= INSTRUCTIONS TO FOLLOW =
Which lines of the data below contain the word "surface"? Return each of those lines in full. Case counts.

Part of a data file:
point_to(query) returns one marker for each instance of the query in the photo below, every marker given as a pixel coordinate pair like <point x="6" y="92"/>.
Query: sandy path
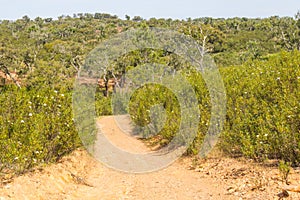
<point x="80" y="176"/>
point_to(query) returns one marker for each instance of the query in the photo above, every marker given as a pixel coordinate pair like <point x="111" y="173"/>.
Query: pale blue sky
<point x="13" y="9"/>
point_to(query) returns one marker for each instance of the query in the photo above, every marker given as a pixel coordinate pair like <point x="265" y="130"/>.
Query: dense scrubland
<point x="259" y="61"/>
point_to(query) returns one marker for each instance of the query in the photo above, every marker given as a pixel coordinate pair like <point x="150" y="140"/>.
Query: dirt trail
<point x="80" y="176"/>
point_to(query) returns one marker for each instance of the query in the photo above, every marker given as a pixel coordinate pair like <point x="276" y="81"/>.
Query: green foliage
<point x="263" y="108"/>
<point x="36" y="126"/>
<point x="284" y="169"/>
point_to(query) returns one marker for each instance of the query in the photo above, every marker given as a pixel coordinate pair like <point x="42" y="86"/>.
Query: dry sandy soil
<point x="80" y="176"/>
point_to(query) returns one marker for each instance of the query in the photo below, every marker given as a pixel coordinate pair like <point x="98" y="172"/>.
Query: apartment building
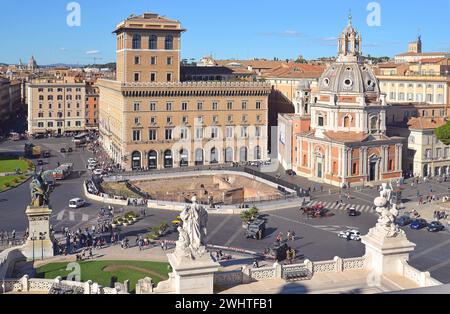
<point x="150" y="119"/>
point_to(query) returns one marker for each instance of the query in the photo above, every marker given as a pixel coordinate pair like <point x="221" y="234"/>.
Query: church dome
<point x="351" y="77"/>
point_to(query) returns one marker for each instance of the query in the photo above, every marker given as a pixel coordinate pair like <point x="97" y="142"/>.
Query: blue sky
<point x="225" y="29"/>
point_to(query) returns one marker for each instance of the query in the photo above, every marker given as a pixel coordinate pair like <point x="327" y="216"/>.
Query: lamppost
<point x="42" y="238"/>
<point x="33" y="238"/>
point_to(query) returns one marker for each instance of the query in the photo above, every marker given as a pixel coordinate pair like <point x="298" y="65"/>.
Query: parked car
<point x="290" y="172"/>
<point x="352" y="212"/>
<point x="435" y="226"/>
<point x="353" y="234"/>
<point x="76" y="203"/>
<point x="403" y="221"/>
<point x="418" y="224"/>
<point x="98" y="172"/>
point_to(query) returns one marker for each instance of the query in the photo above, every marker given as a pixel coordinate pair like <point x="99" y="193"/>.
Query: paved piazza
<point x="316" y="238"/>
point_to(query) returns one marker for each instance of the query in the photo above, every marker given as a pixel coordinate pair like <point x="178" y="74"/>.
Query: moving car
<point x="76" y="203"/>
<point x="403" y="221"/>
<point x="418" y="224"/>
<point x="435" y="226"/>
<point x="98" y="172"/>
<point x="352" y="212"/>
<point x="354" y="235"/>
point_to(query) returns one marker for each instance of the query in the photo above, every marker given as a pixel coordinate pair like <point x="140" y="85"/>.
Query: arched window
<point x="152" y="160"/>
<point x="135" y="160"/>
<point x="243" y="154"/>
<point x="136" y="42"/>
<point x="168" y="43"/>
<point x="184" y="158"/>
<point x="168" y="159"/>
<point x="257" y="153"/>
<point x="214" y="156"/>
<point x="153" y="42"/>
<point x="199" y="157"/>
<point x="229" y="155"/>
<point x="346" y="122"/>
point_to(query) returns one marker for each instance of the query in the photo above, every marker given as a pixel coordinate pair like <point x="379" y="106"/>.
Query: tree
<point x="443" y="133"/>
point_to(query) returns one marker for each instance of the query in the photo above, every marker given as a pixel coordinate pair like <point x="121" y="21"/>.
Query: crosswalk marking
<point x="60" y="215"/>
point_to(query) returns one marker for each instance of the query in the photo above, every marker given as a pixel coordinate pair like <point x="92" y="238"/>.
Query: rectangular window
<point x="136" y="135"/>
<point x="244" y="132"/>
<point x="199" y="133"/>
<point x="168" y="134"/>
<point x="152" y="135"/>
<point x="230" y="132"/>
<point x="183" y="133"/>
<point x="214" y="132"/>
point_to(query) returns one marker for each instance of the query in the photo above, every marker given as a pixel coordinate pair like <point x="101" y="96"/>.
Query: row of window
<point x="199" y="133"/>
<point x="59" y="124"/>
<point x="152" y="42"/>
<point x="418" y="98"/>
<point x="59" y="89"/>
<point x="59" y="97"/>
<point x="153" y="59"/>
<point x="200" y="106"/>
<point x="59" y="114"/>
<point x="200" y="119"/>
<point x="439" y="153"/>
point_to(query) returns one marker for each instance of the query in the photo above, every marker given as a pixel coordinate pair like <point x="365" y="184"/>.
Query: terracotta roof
* * *
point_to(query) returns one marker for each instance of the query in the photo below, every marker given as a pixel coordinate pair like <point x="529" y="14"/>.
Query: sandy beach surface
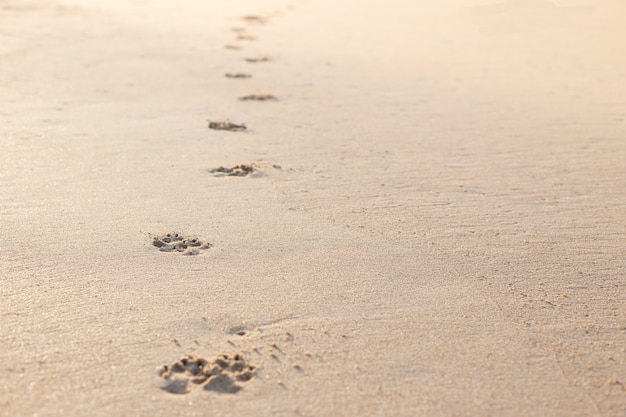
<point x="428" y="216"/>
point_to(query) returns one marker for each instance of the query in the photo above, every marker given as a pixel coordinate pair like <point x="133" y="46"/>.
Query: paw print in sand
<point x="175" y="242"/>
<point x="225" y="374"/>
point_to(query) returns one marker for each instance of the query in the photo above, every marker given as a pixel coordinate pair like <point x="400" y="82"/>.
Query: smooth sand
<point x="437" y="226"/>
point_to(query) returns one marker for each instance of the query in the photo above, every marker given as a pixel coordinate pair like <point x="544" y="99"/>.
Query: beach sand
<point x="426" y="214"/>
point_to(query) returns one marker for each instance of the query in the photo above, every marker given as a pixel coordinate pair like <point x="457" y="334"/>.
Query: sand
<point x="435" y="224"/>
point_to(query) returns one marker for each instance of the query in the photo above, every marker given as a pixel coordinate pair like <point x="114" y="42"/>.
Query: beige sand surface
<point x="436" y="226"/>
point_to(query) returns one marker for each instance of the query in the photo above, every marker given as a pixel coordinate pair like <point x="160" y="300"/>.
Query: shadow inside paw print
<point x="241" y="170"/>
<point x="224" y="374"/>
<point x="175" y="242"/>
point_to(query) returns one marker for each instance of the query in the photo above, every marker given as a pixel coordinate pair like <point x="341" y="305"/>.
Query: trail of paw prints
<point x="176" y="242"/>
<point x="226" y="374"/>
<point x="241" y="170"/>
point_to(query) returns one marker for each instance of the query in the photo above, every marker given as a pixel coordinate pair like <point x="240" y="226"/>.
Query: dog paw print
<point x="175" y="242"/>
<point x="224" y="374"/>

= ANSWER TO THE TASK =
Query: sandy beach surface
Query: beige sand surface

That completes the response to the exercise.